» **Problem A**: Summarize the post about the new Casal Caeiro label in two sentences.
» **Problem B**: According to the post about the new Casal Caeiro label, why does a new label warrant so much fuss?
» **Problem C**: In the post about the new Casal Caeiro label, who created the new label design?

Page excerpt: Begin

For the last couple of months I have been hinting in my posts about something new coming to Castro Martin – and finally it’s here – a new label!

A label? Is that all? So why all the fuss? I hear you ask. Well, the answer is quite simple –  the fuss is because this is something of an historic change.

The very first, and original brand of the new era (since the current bodega was built in 1981), is Casal Caeiro, created by Angela’s father some 35 years ago. (The Martin Family had been making albariño long before this, but mainly for local consumption, without labels, before labels were a legal requirement). Since it’s inception the Casal Caeiro label has slowly evolved and appeared in many different guises, but until now they have always had one thing in common – the Pazo vineyard had always appeared on the label.

In a break with tradition we decided to employ the services of local artist Elena Gomez Dahlgren to come up with something different (and original), and I think that her new design idea is both unique and spectacular. A quadriptych – a set of four labels that when displayed side-by-side join to form one larger picture.

Page excerpt: End
Listed entries: Begin

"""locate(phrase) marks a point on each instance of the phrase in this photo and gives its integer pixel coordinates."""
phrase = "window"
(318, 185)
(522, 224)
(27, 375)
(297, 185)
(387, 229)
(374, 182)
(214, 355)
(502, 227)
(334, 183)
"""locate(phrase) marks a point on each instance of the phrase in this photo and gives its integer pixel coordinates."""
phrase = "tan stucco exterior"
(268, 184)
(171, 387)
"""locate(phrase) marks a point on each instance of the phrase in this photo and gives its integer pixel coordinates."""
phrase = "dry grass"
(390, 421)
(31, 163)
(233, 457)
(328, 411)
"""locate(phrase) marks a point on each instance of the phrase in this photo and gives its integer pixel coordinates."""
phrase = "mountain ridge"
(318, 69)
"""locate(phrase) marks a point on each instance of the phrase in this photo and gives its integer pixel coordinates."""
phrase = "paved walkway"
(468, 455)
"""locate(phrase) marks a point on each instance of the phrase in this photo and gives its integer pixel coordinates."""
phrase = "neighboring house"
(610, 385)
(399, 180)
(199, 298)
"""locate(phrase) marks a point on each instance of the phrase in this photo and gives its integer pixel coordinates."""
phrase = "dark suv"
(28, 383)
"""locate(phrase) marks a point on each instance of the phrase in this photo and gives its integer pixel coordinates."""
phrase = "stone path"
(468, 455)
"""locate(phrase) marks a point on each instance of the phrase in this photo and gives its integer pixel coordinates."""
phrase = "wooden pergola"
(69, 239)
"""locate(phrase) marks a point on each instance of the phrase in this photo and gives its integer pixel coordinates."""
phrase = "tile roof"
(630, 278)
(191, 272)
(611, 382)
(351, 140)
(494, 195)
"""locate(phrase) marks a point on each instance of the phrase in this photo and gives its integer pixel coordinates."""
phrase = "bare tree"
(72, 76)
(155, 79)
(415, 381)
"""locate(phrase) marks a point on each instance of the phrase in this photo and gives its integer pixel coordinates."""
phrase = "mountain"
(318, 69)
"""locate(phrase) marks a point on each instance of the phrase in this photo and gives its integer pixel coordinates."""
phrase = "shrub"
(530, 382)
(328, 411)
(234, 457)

Listed entries: End

» **Exercise output A**: Castro Martin has released a new label for Casal Caeiro, the original brand created by Angela's father some 35 years ago, whose labels until now had always shown the Pazo vineyard. Breaking with that tradition, local artist Elena Gomez Dahlgren designed a quadriptych: four labels that join side by side to form one larger picture.

» **Exercise output B**: The post calls it a historic change. Every version of the Casal Caeiro label since the brand began had shown the Pazo vineyard, and the new design breaks with that tradition.

» **Exercise output C**: Local artist Elena Gomez Dahlgren.